Supplied records START

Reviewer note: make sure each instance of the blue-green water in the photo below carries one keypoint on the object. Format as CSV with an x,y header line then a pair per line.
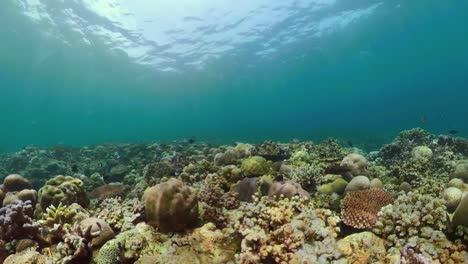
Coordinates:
x,y
94,71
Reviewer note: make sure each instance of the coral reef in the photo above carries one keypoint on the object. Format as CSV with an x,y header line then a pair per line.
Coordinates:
x,y
121,215
268,203
287,189
130,245
63,189
97,226
171,206
109,191
255,166
358,183
408,214
16,221
355,165
360,208
272,151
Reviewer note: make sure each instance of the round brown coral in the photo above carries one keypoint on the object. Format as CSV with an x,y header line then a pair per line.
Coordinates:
x,y
360,208
171,206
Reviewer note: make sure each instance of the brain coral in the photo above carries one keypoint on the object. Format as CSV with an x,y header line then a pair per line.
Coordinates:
x,y
360,208
171,206
63,189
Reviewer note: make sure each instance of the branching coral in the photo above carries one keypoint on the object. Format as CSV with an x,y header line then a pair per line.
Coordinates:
x,y
75,246
215,200
121,215
272,231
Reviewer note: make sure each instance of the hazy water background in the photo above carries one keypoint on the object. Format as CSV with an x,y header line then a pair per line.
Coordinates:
x,y
93,71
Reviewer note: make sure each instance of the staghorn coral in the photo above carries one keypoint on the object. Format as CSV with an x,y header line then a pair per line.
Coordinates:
x,y
75,247
171,206
407,215
360,208
121,215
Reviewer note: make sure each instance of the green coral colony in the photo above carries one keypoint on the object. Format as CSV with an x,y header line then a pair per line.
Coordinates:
x,y
189,202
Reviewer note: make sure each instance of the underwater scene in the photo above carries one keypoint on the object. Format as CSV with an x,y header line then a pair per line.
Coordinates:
x,y
248,131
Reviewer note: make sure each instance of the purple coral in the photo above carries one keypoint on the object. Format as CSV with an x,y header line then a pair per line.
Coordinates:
x,y
16,222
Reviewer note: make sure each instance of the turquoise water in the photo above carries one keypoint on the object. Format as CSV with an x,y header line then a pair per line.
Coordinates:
x,y
90,72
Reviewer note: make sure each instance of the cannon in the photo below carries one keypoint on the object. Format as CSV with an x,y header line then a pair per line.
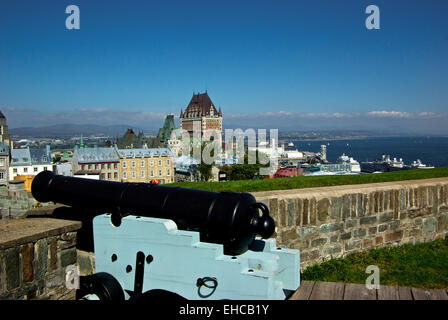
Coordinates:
x,y
153,239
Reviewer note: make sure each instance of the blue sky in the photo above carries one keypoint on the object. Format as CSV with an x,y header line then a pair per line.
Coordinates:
x,y
138,60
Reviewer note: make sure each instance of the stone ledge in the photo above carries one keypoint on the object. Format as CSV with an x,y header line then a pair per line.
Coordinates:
x,y
353,188
17,232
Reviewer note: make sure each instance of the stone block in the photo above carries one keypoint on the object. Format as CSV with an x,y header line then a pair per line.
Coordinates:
x,y
28,262
334,238
351,245
68,257
385,217
367,243
322,207
394,236
291,212
346,206
394,225
318,242
53,254
41,252
335,207
305,218
308,232
333,250
309,255
288,235
330,227
372,231
346,236
313,211
429,225
359,233
360,201
367,220
351,223
378,240
12,268
442,224
299,244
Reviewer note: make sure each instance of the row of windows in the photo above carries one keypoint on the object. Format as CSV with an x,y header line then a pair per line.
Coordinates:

Supplied records END

▶ _Your goal_
Identify the lines of the data that contain the word "stone". Copy each of them.

▶ _Answer box_
Reviewer note: make sure each instance of the stone ledge in the photo above carries one keypoint on the object. Format as CSV with an x,y header line then a pair per line.
Reviewer note: make sure each instance of the stone block in the photo above carries one keypoint on the object. Format as CSV with an x,y header line then a pair per line.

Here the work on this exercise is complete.